▸ **Task set**
A - Answer these questions from the forum posts about shotgun cartridges:
(i) At what range were the birds in the first post?
(ii) How many birds shot with the steel #5 cartridges came down flapping?
(iii) About how many crows were cleared off the cattle farm outside Cambridge?
B - Carry the forum posts about shotgun cartridges further from where they stop.

--- Given passage ---

I don't know if this will help as a comparison , I recorded this year ago , using a Top game cart , mid price and a cheap steel 7.5 clay cart ( gambore super steel )

 

ranges were out 50 yrds , but more importantly try and tell the difference .

 

atb stevo

 

http://forums.pigeonwatch.co.uk/forums/topic/304409-two-and-a-half-hrs-on-topped-maze-yesterday-3012015/

 

stevo,

 

You're not wasting your breath, in spite of what fenboy says - you've presented evidence for me to look at and I've looked at it.

 

I've got two questions in response:

  1. How many missed, apparently missed or winged birds did you edit out of your 2½ hours on maize to get to the 9:09 of video you posted?
  2. Can you be sure, if you were using such a wide selection of cartridges, that any of the 40-50 yard birds were actually shot with the steel #7½ cartridges?

The trouble is, you've already answered question #2 by saying that you couldn't tell the difference, so you obviously don't know. I couldn't tell the difference either, for what it's worth, though I wasn't there, didn't do the shooting and don't know what's been removed to create the highlights video you've posted. That means that nothing of use can be proved by the video, though again, there were some good shots in there.

 

I'm still looking for a much more scientific proof (or at least some well-constructed evidence) that says you can consistently shoot 50 yard birds with #7½ and not have them come down flapping. I haven't seen it yet.

 

If we haven't got evidence, all we've got is experience.

 

For example: I have some experience of using #5 game loads in both lead and steel in late November last year. I wanted to use up the steel cartridges (Gamebore Super Steel 32g #5) to clear some space on my cartridge shelf. I shot several days, half and half, between lead and steel cartridges, from the same position under the same flight lines. The lead-shot birds came down dead, with a couple of exceptions. At one point, I even shot 4 for 3 cartridges with the lead ones. Every one of the nine birds shot with steel came down flapping. What did I learn? Don't use steel #5's at 40+ yard ranges when decoying pigeons - they don't kill reliably - or at least, not from my gun.

 

Or take the days I spent crow shooting on a farm just outside of Cambridge last June and July. I and a handful of others cleared about 150 crows off a cattle farm over the course of a few weekends, with some quite respectable bags. The other 200 birds got the picture after a few visits and left. To my shame, I used up a box of Gamebore Velocity in - yup, you guessed it - #7½ as well as my normal 32g #5 game load (Eley VIP or Hi Flyer). Could I tell the difference? You betcha. It doesn't make me feel good to have to despatch a wounded crow, shot at 30 yards, with the front half of it's head blown away - yet still flapping and cawing grumpily at me - because it got a direct hit with a cartridge loaded with insufficiently large shot to push at least one pellet through it's chest cavity and cause a humane kill. (Edit: in case you're wondering, it was hit all over - just not hard enough.) Funnily enough, I didn't have any of the same problems with Eleys.

--- Collected material ---

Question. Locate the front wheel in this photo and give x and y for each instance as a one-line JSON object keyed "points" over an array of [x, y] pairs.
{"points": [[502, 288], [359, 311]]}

---

▸ **Responses in order**
A -
(i) 50 yards
(ii) Nine
(iii) About 150

B -
 

What does all that mean? Answer: absolutely **** all. It's not evidence, it's experience (or more appropriately, anecdote). It doesn't reliably prove anything, except that what I'm arguing has a basis in the experience I've had. Think you've had more experience? Well maybe you have. You might have had more luck too - can you measure either or tell me that one kind is more valuable than another? No. In fact, the ​only​ argument that I can make about my experience, which you can't about yours, is that mine is more easily explained in physical terms. That's not to say there isn't an explanation for your assertion that #7½'s kill pigeons better than anything else, but it isn't obvious to me or the majority here, so far as I can tell.

 

Finally, here's the one point I will partly concede. You lot are probably better shots than me. I can therefore understand that you probably get away with using inappropriate and what I view as inhumane cartridges more easily than someone who is less skilled. I still bet you get a lot of winged birds that you keep quiet about and I still don't accept that it's right, even if you are skilled, to use such cartridges. For me, being humane / a moral hunter, is demonstrated both in achieving clean kills in the field and in the intention shown by one's choice of kit.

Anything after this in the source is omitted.